■ THE REQUEST
Decide whether each statement agrees with the article on The Human Vapor below, answering yes or no and quoting the words of the article that settle it. (a) Ishirō Honda directed 46 feature films over 26 years. (b) The Human Vapor became more famous than Godzilla. (c) The Netflix reimagining runs for ten episodes.

■ SOURCE EXCERPT
::::

Human Vapor Reinvents The Spirit Of Tokusatsu For The Conspiracy Age
A cinematic curiosity from the creator of the King of Monsters is the subject of Netflix's newest TV series.

Japanese filmmaker Ishirō Honda was responsible for 46 different feature films in the 26 years he was active as a director, and although the original Godzilla is what he’s most known for, there’s a wealth of versatility and depth in his filmography overtaken by his most famous creation. He was a pioneer in the tokusatsu genre, a term referring to live-action Japanese films heavily contingent on special effects, but it wasn’t just his technical wizardry that made him such a massively influential and celebrated artist. Honda’s career was defined by an ability to marry astounding, forward-thinking technological advancement with genuinely thought-provoking material, creating films that were just as capable of leaving audiences awestruck and intellectually enriched.
The nuclear horrors of Godzilla are a testament to this, but so was Honda’s work on his “Transforming Human” trilogy, a series of films linked together by the central concept of bodily mutation and metamorphosis. None of them achieved the level of fame as the King of Monsters, but the most well-known of the three is arguably The Human Vapor, a 1960s sci-fi crime thriller revolving around a bank robber with the inexplicable ability to transform into a gaseous state. As hokey as it sounds, it’s a movie that gained a cult following due to its surprisingly tragic core — and now, over six decades later, it’s been reimagined by Netflix as an eight-episode series that truly honors Honda’s thought-provoking, politically-minded approach to sci-fi entertainment.

::::

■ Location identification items
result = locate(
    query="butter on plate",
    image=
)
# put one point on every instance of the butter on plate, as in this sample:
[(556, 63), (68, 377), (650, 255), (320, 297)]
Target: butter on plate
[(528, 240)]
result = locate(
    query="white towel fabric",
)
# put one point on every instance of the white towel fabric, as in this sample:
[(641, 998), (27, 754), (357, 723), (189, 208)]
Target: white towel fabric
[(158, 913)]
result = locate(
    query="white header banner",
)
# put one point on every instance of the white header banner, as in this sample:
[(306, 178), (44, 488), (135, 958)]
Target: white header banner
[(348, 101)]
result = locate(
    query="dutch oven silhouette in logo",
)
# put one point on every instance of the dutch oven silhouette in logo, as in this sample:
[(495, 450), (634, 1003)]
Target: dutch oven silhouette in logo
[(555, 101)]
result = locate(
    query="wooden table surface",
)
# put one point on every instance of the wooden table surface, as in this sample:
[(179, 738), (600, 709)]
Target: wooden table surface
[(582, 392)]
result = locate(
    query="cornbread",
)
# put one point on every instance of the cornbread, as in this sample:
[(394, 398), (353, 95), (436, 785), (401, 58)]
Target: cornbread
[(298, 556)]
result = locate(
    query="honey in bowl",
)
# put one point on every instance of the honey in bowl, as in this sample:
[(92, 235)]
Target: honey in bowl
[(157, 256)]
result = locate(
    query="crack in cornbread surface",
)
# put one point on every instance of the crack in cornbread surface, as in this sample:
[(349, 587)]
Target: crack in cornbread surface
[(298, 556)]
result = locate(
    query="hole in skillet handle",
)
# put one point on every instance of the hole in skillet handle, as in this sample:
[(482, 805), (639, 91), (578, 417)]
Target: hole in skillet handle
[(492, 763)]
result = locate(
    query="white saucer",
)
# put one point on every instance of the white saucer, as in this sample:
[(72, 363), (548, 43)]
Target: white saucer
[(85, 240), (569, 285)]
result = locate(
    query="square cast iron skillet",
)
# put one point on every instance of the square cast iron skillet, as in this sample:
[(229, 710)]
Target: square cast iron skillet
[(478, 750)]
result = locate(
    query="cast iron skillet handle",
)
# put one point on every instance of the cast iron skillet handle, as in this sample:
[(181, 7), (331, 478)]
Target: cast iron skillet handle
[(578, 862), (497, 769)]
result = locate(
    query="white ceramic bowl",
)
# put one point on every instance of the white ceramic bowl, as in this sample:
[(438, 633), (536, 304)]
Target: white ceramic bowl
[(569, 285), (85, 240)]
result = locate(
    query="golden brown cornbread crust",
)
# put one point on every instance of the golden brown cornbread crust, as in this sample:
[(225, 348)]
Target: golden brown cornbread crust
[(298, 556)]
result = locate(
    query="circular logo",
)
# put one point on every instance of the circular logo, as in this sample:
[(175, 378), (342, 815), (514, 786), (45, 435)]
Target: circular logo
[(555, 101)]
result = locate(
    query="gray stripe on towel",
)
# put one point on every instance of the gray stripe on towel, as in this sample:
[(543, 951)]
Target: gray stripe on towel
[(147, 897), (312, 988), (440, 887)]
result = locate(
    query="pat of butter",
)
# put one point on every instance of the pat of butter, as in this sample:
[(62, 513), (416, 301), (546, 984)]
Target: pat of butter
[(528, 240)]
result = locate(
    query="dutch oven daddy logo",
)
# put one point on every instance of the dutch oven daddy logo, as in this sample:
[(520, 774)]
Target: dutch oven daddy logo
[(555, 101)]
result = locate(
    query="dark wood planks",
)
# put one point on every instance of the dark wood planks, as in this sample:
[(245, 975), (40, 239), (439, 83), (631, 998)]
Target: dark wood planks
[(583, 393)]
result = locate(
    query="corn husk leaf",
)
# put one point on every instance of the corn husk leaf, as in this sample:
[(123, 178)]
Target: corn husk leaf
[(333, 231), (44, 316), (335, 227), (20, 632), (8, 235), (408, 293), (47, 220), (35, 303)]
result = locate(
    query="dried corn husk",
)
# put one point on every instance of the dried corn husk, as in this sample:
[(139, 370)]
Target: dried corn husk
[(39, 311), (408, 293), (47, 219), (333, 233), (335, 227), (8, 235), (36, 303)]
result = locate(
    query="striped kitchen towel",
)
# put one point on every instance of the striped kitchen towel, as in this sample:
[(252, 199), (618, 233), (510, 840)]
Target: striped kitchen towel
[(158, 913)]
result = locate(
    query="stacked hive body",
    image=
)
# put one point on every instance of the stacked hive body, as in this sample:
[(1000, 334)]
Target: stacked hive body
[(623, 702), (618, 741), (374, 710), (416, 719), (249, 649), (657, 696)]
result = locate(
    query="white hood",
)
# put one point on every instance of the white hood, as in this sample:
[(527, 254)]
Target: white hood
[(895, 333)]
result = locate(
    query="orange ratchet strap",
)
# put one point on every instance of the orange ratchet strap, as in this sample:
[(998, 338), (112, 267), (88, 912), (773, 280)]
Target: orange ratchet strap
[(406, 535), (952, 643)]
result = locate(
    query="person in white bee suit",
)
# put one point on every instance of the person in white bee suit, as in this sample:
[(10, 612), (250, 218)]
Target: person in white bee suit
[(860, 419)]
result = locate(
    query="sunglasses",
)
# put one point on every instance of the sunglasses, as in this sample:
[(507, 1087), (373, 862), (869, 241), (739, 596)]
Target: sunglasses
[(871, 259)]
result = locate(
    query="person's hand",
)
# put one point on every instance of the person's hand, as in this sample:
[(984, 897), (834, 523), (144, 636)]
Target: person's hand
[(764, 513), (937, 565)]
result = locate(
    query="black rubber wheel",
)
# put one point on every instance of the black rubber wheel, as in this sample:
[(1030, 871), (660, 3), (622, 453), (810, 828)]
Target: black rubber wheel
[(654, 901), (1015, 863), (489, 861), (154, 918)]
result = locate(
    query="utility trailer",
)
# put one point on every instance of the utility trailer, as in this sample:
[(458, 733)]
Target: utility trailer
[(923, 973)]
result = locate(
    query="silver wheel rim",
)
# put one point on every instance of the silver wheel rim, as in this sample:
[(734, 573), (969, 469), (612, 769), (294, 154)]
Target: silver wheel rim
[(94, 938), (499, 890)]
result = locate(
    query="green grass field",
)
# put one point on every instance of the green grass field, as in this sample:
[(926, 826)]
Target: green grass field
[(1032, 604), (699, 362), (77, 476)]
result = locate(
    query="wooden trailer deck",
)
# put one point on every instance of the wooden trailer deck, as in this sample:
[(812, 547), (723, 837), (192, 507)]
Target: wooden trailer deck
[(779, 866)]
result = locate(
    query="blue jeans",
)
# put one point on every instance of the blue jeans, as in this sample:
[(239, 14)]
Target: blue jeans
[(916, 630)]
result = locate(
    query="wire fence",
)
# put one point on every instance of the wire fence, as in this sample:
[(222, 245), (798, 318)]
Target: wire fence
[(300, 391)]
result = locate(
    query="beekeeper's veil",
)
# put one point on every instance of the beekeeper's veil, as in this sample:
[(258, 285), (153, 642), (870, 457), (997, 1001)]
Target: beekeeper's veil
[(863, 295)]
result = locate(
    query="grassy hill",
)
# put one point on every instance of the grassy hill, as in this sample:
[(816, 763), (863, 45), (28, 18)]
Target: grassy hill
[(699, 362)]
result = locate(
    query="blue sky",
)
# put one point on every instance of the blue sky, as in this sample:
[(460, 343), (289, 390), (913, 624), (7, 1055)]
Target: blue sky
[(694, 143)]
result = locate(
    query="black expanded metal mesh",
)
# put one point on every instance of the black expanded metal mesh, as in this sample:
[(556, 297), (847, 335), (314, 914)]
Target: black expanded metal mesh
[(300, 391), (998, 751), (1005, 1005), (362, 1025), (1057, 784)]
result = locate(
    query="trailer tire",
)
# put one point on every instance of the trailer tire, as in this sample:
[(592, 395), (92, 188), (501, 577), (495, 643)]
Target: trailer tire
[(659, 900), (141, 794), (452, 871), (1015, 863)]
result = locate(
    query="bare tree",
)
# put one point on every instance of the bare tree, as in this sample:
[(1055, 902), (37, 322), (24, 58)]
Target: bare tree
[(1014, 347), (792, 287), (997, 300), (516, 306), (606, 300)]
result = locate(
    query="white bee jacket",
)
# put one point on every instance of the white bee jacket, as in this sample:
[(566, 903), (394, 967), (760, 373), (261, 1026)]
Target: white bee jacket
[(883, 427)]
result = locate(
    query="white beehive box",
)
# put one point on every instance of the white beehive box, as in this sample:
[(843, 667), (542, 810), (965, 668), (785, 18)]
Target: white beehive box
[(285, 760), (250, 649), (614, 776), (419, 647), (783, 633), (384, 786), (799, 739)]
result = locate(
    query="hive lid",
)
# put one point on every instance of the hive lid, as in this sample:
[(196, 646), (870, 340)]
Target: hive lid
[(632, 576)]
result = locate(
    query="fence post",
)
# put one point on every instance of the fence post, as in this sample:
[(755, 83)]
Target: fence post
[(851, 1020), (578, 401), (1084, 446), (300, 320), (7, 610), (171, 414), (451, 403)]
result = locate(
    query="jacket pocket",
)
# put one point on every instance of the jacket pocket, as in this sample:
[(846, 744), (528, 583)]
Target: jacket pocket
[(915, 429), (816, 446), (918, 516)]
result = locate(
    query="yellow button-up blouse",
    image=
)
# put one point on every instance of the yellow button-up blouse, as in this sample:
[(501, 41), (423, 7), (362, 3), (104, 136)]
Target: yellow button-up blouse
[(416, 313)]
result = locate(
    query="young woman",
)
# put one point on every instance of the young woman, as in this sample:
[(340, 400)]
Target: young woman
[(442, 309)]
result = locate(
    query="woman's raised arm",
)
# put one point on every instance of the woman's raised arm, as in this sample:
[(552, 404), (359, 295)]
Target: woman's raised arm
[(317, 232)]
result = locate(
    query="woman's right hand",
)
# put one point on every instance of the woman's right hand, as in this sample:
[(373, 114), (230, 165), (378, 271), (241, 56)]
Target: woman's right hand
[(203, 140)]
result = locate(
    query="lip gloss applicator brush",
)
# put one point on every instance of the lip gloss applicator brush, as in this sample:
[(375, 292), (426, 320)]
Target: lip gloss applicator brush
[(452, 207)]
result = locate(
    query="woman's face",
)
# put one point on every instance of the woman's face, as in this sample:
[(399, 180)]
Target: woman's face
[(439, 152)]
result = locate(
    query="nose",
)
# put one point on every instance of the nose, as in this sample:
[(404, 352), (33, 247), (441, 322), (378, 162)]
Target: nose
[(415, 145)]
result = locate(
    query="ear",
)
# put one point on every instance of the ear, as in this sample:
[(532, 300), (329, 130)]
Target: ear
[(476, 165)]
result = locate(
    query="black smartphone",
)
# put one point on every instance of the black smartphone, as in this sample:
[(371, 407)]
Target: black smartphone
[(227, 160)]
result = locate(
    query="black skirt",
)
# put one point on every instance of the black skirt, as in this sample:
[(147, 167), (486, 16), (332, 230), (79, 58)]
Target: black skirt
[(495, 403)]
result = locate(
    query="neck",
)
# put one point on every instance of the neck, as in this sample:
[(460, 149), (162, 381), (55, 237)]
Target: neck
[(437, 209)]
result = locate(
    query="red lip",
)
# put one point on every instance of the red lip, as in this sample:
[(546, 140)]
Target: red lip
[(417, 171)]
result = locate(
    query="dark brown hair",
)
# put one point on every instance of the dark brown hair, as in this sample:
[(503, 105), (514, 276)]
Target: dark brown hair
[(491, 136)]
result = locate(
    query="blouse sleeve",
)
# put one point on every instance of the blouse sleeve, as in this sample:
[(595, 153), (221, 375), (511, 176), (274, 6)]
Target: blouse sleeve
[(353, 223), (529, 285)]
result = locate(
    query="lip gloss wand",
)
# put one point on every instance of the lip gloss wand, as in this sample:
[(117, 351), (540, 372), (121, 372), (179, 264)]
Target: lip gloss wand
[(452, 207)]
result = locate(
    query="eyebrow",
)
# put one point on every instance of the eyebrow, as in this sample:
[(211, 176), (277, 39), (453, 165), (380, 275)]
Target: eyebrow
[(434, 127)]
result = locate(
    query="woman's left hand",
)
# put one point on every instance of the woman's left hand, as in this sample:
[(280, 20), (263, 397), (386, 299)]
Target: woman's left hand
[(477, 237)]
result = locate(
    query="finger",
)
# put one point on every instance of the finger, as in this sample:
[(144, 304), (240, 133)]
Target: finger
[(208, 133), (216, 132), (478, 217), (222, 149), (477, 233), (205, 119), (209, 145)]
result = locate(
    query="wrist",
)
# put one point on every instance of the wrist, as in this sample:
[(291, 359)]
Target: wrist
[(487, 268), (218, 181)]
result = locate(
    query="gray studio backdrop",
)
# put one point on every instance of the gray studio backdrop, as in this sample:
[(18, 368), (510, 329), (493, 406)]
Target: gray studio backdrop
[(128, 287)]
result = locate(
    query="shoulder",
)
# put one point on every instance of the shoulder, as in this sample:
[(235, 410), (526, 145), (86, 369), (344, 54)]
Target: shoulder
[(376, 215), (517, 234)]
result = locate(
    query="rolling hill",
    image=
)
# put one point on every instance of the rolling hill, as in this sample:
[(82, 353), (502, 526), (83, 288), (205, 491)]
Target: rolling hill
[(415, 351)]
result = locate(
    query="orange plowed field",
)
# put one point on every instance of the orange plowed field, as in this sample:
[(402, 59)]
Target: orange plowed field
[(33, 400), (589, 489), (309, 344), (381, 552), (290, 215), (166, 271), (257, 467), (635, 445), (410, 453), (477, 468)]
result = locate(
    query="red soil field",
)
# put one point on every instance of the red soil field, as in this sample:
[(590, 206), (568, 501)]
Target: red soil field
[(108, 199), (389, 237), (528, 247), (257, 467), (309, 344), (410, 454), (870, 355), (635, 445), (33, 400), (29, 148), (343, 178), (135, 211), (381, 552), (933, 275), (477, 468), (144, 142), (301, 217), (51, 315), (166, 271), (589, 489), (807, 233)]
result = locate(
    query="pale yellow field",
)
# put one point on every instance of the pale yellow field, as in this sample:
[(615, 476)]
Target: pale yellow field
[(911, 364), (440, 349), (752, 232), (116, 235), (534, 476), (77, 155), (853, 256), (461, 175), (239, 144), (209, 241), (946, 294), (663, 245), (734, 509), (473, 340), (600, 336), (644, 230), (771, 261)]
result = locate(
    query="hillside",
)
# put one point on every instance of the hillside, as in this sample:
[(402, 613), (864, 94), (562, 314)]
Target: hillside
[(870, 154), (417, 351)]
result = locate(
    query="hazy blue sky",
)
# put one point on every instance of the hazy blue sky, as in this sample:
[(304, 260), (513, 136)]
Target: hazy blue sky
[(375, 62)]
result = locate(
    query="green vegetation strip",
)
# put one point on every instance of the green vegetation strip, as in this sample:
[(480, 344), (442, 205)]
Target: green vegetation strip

::::

■ FINISHED TASK
(a) Yes: "responsible for 46 different feature films in the 26 years he was active as a director"
(b) No: "None of them achieved the level of fame as the King of Monsters"
(c) No: "an eight-episode series"